*** EXCERPTED PASSAGE ***
Call the local elementary school and get a whiff of the one-room schoolhouse.

During interviews at our elementary and high (secondary) schools, we were given significant amounts of time to listen and be heard by at least three people, including the principal. More listening, more face-to-face contact, less paperwork. Did Deborah Kerr ever teach in northern Toronto? My home schooling records were taken seriously and, luckily, even the New York Home School authorities were given merciful leeway, of which we were the recipients. My detailed e-request for previously-offered-but-never-provided letters of affirmed compliance with NYSHS laws was either not received or ignored, something thus far taken in stride by both schools. They'd prefer to have those letters, but are letting the students' performance speak for itself.
***
### TASKS TO PERFORM
(a) According to the passage on school interviews, how many people at least listened to the family during the interviews?
(b) Set down the stretch of the school-interview passage from "During interviews at" through "speak for itself." word for word.
*** SUPPLIED ENTRIES ***
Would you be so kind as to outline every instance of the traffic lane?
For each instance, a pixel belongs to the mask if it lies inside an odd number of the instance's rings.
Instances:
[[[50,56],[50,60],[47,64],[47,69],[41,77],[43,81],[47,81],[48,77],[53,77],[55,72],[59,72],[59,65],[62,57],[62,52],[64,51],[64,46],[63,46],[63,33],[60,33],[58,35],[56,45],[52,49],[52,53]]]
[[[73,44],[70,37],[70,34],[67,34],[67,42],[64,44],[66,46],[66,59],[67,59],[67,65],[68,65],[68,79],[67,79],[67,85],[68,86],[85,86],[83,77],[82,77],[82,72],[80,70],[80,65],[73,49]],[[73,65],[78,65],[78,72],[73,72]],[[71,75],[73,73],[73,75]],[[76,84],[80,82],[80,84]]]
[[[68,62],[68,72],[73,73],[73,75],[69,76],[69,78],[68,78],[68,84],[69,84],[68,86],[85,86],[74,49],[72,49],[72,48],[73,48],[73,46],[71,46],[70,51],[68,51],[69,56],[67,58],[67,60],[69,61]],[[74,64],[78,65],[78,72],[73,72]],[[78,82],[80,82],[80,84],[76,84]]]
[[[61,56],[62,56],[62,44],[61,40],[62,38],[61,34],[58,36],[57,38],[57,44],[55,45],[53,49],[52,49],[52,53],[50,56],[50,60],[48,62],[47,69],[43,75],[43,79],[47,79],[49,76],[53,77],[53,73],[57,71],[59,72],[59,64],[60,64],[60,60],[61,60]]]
***
### THE RESULTS
(a) At least three people, including the principal.

(b)
During interviews at our elementary and high (secondary) schools, we were given significant amounts of time to listen and be heard by at least three people, including the principal. More listening, more face-to-face contact, less paperwork. Did Deborah Kerr ever teach in northern Toronto? My home schooling records were taken seriously and, luckily, even the New York Home School authorities were given merciful leeway, of which we were the recipients. My detailed e-request for previously-offered-but-never-provided letters of affirmed compliance with NYSHS laws was either not received or ignored, something thus far taken in stride by both schools. They'd prefer to have those letters, but are letting the students' performance speak for itself.